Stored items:

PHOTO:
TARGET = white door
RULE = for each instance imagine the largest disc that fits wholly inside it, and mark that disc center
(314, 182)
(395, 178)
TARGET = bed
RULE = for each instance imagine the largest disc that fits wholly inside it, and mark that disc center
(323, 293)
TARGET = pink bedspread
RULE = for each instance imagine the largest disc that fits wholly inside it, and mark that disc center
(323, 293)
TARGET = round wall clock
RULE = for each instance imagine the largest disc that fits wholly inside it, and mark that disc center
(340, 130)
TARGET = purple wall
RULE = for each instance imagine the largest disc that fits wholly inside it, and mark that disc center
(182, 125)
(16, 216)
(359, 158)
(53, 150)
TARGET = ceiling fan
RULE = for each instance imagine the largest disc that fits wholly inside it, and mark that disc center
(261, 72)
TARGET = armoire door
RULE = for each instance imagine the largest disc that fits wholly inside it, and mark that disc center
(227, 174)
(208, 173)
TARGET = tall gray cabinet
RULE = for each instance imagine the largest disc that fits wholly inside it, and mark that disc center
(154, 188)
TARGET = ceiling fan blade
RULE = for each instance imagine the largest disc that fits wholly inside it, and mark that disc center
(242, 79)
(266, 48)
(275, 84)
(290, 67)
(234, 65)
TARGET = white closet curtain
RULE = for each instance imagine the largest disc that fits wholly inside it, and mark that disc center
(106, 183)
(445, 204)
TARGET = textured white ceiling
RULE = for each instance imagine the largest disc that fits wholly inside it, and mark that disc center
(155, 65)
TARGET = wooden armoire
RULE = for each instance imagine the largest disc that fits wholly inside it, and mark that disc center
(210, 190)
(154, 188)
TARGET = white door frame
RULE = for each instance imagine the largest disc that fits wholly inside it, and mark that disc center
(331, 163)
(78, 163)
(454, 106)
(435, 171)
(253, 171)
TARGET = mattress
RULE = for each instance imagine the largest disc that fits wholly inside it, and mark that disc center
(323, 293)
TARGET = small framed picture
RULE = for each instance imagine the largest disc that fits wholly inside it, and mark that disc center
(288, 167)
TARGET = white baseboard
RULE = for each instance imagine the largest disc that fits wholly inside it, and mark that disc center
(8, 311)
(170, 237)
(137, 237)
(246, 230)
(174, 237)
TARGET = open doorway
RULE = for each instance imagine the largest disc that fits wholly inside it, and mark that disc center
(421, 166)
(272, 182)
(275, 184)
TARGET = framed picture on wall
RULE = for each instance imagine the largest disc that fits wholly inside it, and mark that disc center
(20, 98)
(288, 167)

- _Problem statement_
Turn every line of the data above into a JSON list of strings, one string per line, skipping any blank lines.

- _Result of this task_
[
  "PHOTO:",
  "TARGET = white door",
  "RULE = for each instance imagine the largest disc that fits wholly inside it, and mark that disc center",
  "(314, 182)",
  "(395, 178)",
  "TARGET = bed",
  "RULE = for each instance imagine the largest disc that fits wholly inside it, and mark that disc center",
  "(323, 293)",
  "TARGET = pink bedspread",
  "RULE = for each instance imagine the largest disc that fits wholly inside it, and mark that disc center",
  "(323, 293)",
  "TARGET = round wall clock",
  "RULE = for each instance imagine the largest disc that fits wholly inside it, and mark that disc center",
  "(340, 130)",
  "TARGET = purple wall",
  "RULE = for each instance imagine the largest disc that fits wholly inside it, and mark that disc center",
  "(182, 125)",
  "(16, 216)",
  "(359, 158)",
  "(53, 150)",
  "TARGET = ceiling fan",
  "RULE = for each instance imagine the largest disc that fits wholly inside it, and mark that disc center",
  "(261, 72)",
  "TARGET = armoire door",
  "RULE = for each instance imagine the largest disc that fits wholly inside it, and mark that disc center",
  "(227, 174)",
  "(208, 173)",
  "TARGET = tall gray cabinet",
  "RULE = for each instance imagine the largest disc that fits wholly inside it, and mark that disc center",
  "(154, 188)",
  "TARGET = ceiling fan blade",
  "RULE = for each instance imagine the largest disc that fits wholly inside it, and mark that disc center",
  "(242, 79)",
  "(266, 48)",
  "(275, 84)",
  "(290, 67)",
  "(234, 65)",
  "TARGET = white closet curtain",
  "RULE = for each instance imagine the largest disc that fits wholly inside it, and mark that disc center",
  "(106, 183)",
  "(445, 204)",
  "TARGET = textured white ceiling",
  "RULE = for each instance imagine the largest disc that fits wholly inside it, and mark that disc center",
  "(155, 65)",
  "TARGET = wooden armoire",
  "RULE = for each instance imagine the largest disc that fits wholly inside it, and mark that disc center",
  "(210, 190)",
  "(154, 188)",
  "TARGET = white door frame",
  "RULE = for each instance imagine the largest disc that fits wholly inside it, and mark that disc center",
  "(331, 163)",
  "(78, 163)",
  "(454, 106)",
  "(435, 171)",
  "(253, 171)",
  "TARGET = mattress",
  "RULE = for each instance imagine the largest disc that fits wholly inside it, and mark that disc center",
  "(323, 293)",
  "TARGET = small framed picture",
  "RULE = for each instance imagine the largest disc that fits wholly inside it, and mark that disc center",
  "(288, 167)",
  "TARGET = white baseboard",
  "RULE = for each instance imagine the largest disc that fits wholly inside it, and mark that disc center",
  "(8, 311)",
  "(170, 237)",
  "(137, 237)",
  "(246, 230)",
  "(174, 237)",
  "TARGET = open doorway",
  "RULE = for each instance imagine the largest disc that fits wholly inside it, and mark that disc center",
  "(421, 166)",
  "(272, 182)",
  "(275, 184)",
  "TARGET = framed picture on wall",
  "RULE = for each instance imagine the largest disc that fits wholly inside it, and mark that disc center",
  "(20, 98)",
  "(288, 167)"
]